Work to be completed ::
Within the listing below, filter for "wooden" and copy every matching line.
▶
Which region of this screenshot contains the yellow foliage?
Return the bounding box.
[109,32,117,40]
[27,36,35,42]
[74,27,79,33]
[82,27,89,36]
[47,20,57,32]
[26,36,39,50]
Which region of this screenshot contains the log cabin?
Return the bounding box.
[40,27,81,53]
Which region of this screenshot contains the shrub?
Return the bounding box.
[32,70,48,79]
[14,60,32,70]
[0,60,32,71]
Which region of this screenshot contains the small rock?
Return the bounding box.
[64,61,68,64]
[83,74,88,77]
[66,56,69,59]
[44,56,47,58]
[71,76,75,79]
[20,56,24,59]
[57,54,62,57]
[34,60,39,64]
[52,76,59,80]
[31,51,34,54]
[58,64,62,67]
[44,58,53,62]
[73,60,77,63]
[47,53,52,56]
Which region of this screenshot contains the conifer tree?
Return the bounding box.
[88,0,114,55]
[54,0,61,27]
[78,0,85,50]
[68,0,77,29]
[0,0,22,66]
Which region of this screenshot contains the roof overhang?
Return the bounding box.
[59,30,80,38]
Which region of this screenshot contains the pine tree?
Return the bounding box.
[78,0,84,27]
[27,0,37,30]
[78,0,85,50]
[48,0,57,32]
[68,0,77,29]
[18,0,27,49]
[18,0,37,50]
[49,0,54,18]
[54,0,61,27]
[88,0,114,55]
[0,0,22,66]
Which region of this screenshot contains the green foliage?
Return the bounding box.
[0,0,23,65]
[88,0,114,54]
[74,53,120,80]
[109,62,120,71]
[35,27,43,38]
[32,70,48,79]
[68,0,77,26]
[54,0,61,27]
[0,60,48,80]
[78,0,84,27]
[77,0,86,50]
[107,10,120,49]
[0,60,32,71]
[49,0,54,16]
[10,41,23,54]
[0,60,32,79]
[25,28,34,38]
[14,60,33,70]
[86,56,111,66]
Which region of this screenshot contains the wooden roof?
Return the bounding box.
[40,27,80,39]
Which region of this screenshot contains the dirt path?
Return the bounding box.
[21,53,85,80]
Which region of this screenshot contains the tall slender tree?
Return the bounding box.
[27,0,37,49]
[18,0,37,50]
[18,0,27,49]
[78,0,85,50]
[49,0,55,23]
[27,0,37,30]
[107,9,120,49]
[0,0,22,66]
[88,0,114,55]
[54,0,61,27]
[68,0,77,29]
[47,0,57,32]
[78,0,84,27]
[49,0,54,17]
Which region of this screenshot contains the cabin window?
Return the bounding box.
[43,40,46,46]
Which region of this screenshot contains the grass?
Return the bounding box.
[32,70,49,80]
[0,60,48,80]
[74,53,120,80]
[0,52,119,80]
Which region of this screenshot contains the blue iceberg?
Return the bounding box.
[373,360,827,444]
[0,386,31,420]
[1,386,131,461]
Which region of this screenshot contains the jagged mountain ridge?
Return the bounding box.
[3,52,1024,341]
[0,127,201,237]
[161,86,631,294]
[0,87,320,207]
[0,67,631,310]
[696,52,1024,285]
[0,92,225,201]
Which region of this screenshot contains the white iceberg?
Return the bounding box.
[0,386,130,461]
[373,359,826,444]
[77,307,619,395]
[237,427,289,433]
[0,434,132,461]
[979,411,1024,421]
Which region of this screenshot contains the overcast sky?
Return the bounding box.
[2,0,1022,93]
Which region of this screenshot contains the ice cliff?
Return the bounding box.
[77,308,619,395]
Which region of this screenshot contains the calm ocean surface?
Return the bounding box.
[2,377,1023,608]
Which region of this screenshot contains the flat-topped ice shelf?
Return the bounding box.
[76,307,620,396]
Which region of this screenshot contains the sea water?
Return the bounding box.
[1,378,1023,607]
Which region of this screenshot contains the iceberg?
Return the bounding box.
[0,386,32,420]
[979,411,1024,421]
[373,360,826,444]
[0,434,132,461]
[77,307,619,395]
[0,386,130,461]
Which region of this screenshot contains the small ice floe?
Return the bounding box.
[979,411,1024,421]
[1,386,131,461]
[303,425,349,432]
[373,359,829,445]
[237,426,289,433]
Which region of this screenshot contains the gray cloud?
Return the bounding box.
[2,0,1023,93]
◀
▶
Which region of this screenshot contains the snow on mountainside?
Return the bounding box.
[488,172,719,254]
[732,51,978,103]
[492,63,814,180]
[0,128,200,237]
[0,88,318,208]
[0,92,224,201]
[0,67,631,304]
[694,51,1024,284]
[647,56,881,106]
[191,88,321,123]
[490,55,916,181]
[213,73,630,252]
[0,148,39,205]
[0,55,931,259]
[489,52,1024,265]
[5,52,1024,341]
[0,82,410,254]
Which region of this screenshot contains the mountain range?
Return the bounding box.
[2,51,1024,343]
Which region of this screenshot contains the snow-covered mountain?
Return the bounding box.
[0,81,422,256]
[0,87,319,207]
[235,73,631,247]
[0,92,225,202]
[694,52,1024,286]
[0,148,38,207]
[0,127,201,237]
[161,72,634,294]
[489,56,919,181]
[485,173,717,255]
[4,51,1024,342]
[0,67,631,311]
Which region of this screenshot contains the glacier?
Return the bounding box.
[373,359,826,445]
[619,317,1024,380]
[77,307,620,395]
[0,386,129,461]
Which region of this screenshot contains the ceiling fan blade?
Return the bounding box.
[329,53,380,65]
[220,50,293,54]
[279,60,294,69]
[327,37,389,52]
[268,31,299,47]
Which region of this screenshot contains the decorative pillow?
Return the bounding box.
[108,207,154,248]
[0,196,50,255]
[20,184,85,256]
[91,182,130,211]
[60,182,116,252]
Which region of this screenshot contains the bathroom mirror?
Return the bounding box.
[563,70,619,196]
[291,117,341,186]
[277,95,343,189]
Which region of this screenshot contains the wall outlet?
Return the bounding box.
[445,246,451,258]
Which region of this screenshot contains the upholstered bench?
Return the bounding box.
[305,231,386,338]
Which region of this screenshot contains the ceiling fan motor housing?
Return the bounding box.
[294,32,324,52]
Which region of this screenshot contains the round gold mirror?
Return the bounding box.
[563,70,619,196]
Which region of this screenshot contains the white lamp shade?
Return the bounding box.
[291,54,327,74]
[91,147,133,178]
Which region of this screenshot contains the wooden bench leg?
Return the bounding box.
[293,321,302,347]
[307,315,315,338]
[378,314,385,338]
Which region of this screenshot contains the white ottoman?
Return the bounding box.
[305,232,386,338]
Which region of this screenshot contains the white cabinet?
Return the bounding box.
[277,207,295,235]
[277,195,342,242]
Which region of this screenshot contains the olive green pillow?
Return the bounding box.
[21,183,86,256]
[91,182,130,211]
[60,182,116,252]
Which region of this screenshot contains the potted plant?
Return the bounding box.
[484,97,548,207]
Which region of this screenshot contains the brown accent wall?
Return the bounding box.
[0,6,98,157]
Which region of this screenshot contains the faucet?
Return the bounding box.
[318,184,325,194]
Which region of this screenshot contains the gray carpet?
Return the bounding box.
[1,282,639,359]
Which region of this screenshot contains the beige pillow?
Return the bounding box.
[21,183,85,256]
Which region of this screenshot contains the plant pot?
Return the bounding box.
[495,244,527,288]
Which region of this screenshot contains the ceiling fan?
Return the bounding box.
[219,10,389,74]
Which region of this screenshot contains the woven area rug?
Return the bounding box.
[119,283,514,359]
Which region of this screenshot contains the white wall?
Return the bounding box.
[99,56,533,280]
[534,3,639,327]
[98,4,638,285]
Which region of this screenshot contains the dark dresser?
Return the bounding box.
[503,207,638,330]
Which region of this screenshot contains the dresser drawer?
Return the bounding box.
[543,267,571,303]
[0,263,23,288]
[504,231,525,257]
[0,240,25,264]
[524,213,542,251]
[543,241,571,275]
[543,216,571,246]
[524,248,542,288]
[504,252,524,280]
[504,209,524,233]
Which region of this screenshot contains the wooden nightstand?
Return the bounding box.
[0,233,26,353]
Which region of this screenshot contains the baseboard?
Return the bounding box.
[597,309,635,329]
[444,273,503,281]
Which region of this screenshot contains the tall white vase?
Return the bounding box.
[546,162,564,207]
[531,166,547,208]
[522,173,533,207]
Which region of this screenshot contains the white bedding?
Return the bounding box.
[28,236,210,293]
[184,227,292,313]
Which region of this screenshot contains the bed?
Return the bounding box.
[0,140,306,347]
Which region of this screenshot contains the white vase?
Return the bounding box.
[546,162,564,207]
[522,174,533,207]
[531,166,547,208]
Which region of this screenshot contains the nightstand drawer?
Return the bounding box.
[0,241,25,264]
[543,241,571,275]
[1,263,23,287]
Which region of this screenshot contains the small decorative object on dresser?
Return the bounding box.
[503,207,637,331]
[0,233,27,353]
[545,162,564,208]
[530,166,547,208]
◀
Result of the task ::
Which region of this screenshot contains the wooden roof?
Which region of this screenshot contains the wooden bench leg?
Which region of this screenshot contains the wooden nightstand?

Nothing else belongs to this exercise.